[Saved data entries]
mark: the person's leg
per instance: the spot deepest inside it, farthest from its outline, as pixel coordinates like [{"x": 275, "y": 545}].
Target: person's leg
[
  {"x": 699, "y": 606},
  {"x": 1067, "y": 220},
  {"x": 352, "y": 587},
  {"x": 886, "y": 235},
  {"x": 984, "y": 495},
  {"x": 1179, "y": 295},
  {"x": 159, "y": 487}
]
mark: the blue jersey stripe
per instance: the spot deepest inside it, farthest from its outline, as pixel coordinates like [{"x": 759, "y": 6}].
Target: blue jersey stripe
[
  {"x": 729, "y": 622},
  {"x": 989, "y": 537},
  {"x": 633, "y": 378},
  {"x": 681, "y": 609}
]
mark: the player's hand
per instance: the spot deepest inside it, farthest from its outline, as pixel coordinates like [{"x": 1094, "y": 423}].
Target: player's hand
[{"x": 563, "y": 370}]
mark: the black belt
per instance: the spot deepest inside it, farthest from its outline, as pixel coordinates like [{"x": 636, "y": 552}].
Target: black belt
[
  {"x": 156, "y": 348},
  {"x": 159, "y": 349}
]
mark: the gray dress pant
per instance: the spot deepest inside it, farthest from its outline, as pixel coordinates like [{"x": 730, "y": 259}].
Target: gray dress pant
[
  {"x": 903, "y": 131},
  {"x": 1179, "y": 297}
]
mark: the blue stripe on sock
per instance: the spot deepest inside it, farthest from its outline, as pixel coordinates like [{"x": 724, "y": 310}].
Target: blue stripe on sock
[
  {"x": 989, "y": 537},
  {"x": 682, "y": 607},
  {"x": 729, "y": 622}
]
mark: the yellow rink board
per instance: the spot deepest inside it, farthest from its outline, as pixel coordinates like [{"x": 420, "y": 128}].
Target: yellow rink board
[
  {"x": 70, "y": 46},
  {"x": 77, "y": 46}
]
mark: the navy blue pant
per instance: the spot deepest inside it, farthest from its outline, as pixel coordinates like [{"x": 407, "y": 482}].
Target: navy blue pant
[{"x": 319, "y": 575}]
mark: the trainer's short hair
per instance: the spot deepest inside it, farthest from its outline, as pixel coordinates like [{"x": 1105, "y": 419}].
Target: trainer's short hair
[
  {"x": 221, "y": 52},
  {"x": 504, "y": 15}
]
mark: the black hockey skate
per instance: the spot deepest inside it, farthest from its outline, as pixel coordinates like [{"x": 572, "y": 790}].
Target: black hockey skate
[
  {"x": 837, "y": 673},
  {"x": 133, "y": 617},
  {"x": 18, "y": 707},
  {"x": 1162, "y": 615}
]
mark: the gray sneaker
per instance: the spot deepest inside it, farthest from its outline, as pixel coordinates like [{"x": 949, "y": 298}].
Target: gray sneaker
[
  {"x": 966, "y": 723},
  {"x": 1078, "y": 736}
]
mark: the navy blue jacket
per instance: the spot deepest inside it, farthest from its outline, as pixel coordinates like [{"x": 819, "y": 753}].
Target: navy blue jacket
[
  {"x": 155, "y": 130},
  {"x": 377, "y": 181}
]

Required action. The lines running from the start of the data through the one that contains "mark: the blue jersey stripe" should be reproduced exactly, and only those.

Worked solution.
mark: the person's leg
per instance: the spot deepest inside it, farthest from its outline, as pixel coordinates like [{"x": 275, "y": 545}].
Target: person's leg
[
  {"x": 699, "y": 606},
  {"x": 1067, "y": 220},
  {"x": 352, "y": 587},
  {"x": 886, "y": 235},
  {"x": 984, "y": 495},
  {"x": 1179, "y": 295},
  {"x": 159, "y": 487}
]
mark: the blue jersey stripe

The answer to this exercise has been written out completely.